(Provided text):
^^^^^^^^^^^^^^^^
I am reading a text book and it says that in the equations to change degrees Fahrenheit to degrees Celsius and in the opposite equation:

F = (9/5)(C)+32

C = (5/9)(F-32)

that 9/5 is a rational number and 5/9 is an irrational number.

I don't understand because the definition of rational numbers is numbers that have the form a/b.




The answer:

Let’s start with your definition of a rational number:

A rational number is a number which can be written as a fraction a/b.

You are correct.

Have you ever noticed that the first 5 letters of the word rational spell the word RATIO. We use ratios in everyday life all the time. For example, one person might say a car gets 25 miles per gallon. This is the ratio 25:1, or the fraction 25/1. Another person might say that to mix cookie batter add 1 cup of water for every 3 cups of flour. This is the ratio 1:3, or the fraction 1/3.

Both of your numbers (9/5 and 5/9) are rational numbers because they can be written as a fraction.

What is probably bothering you is the number 5/9 = 0.5555555…

The decimal equivalent of 5/9 is a repeating decimal, but it is still a rational number. The pattern .5555… repeats itself.
^^^^^^^^^^^^^^^^
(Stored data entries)
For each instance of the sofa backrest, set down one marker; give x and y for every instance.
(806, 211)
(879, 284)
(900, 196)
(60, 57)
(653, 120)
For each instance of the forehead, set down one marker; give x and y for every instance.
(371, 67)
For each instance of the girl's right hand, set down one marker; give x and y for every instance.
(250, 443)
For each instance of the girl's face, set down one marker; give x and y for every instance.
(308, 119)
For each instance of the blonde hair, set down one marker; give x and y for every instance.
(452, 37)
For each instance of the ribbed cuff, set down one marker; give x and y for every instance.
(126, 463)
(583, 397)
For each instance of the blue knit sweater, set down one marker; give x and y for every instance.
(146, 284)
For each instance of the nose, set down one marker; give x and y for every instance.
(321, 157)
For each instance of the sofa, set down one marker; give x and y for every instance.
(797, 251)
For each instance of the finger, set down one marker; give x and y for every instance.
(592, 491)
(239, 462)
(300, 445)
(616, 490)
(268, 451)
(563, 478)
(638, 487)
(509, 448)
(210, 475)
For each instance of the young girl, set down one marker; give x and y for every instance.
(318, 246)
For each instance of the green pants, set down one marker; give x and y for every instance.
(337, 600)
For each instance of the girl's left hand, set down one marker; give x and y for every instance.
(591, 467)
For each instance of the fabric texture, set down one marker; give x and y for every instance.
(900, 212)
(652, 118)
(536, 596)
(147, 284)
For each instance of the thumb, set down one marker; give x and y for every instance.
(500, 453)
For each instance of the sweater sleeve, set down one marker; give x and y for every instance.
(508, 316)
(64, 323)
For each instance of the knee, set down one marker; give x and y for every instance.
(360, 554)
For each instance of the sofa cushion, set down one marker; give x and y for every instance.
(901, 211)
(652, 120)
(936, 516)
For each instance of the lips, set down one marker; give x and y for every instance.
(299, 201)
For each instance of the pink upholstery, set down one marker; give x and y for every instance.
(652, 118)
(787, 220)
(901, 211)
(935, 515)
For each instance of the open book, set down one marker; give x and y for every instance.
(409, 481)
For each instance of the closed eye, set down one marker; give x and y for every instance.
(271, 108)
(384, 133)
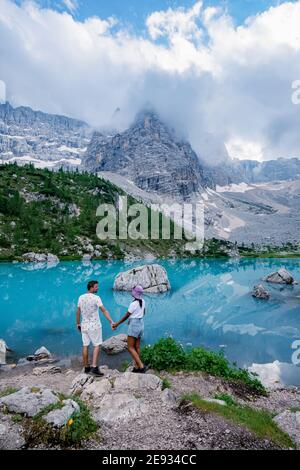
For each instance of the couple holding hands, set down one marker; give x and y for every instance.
(89, 324)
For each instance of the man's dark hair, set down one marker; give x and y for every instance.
(92, 284)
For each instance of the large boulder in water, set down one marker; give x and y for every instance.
(282, 276)
(48, 258)
(152, 277)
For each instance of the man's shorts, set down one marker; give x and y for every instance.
(93, 336)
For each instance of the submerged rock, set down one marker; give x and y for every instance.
(260, 292)
(115, 344)
(152, 277)
(51, 370)
(42, 351)
(282, 276)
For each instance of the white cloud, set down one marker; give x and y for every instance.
(203, 74)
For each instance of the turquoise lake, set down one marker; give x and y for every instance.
(210, 305)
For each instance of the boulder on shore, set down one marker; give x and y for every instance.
(152, 277)
(115, 345)
(260, 292)
(282, 276)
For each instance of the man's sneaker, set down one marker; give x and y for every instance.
(95, 371)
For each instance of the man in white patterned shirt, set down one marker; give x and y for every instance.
(89, 324)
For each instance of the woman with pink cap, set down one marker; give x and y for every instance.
(135, 313)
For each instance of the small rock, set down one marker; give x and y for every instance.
(96, 389)
(80, 382)
(11, 437)
(169, 398)
(214, 400)
(282, 276)
(115, 344)
(289, 422)
(119, 407)
(86, 258)
(131, 381)
(259, 292)
(152, 277)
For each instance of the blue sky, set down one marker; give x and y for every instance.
(134, 12)
(201, 73)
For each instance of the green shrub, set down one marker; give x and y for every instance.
(79, 427)
(260, 422)
(8, 391)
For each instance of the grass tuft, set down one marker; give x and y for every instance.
(168, 354)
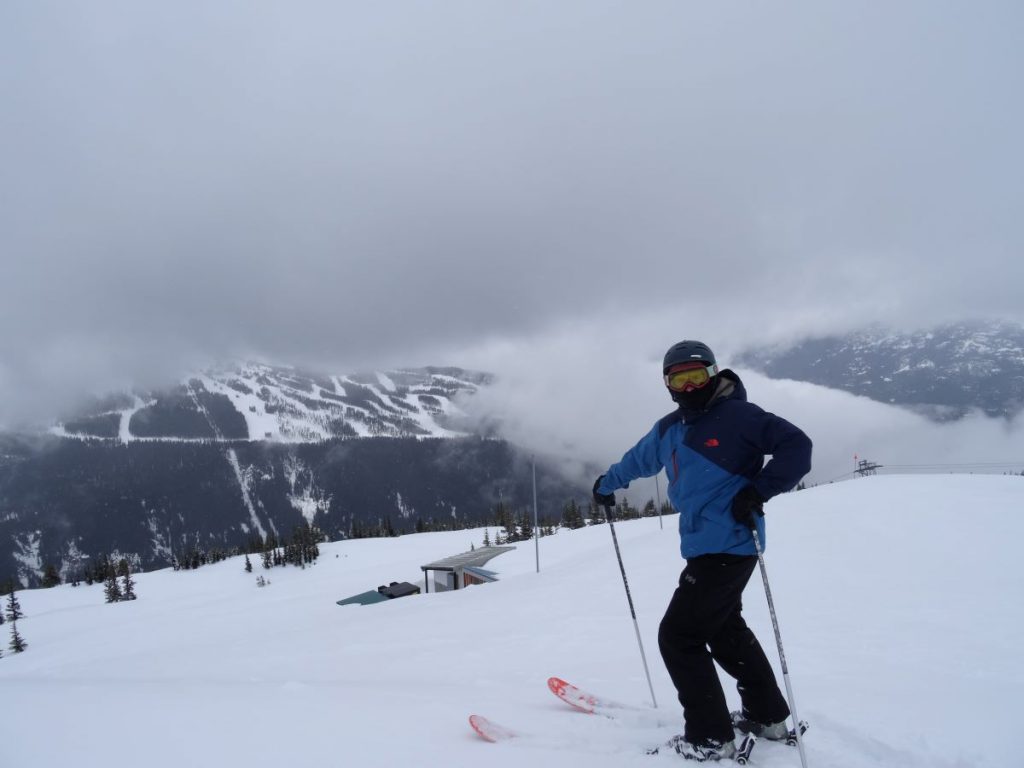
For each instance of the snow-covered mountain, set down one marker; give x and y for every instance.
(944, 371)
(902, 643)
(252, 452)
(255, 401)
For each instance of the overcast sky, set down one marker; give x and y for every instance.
(346, 184)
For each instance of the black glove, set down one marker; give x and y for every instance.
(602, 500)
(744, 504)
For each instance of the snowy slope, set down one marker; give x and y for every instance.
(899, 601)
(257, 401)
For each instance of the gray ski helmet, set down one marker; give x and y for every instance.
(688, 351)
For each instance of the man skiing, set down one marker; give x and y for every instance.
(713, 448)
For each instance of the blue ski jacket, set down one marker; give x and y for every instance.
(711, 455)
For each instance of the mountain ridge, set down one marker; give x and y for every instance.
(260, 401)
(944, 372)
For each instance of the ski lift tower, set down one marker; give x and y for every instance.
(865, 468)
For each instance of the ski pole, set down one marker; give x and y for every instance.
(629, 597)
(778, 642)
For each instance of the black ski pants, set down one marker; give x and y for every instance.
(701, 626)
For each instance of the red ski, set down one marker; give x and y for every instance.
(584, 700)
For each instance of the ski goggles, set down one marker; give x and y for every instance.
(689, 376)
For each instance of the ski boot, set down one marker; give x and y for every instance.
(772, 731)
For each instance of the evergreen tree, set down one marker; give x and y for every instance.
(50, 576)
(17, 644)
(127, 584)
(525, 526)
(111, 590)
(13, 609)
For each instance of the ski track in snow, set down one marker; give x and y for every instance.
(901, 637)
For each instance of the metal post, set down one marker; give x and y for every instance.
(657, 493)
(629, 598)
(778, 641)
(537, 527)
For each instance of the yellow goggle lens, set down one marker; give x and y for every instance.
(692, 377)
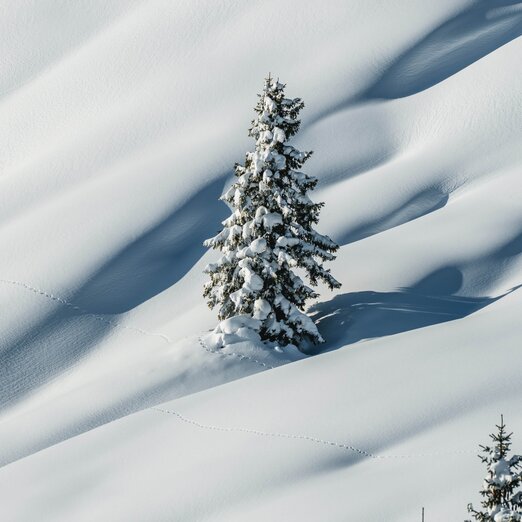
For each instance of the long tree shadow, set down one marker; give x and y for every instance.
(457, 43)
(157, 259)
(356, 316)
(149, 265)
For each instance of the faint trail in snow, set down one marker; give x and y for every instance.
(340, 445)
(141, 331)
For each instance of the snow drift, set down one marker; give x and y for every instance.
(120, 126)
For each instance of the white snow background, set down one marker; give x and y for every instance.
(120, 123)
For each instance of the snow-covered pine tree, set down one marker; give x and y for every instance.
(271, 232)
(504, 475)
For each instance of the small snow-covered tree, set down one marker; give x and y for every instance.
(271, 232)
(504, 475)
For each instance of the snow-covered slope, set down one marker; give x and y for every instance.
(119, 127)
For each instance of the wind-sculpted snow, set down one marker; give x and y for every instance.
(119, 128)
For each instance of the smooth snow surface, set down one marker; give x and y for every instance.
(120, 123)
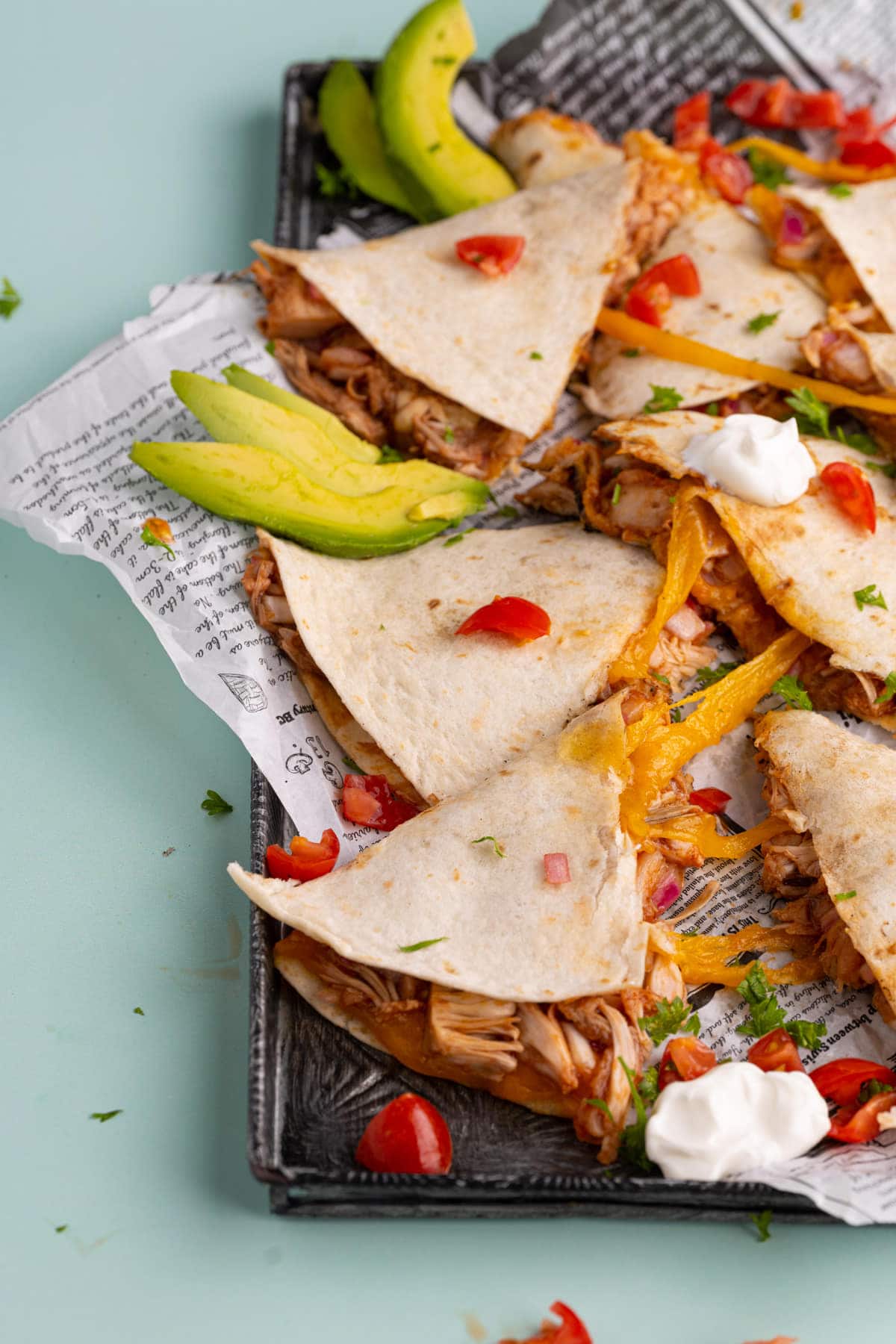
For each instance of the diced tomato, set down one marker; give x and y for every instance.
(556, 868)
(729, 174)
(684, 1060)
(841, 1080)
(852, 494)
(514, 616)
(408, 1136)
(571, 1330)
(691, 121)
(709, 800)
(370, 801)
(307, 859)
(494, 255)
(775, 1053)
^^^^^^^^^^^^^^^^
(What is required):
Decide whether each statement agrees with the text on rational numbers. Answer yes or no for each, and quote the words from the text that settle it. (a) The reply says 5/9 turns into a repeating decimal. (b) The reply turns the car example into the fraction 1/25. (c) The reply says the asker's definition of a rational number is wrong. The listing is separate material and doesn't belong to the text on rational numbers.

(The answer):
(a) Yes: "The decimal equivalent of 5/9 is a repeating decimal, but it is still a rational number."
(b) No: "This is the ratio 25:1, or the fraction 25/1."
(c) No: "You are correct."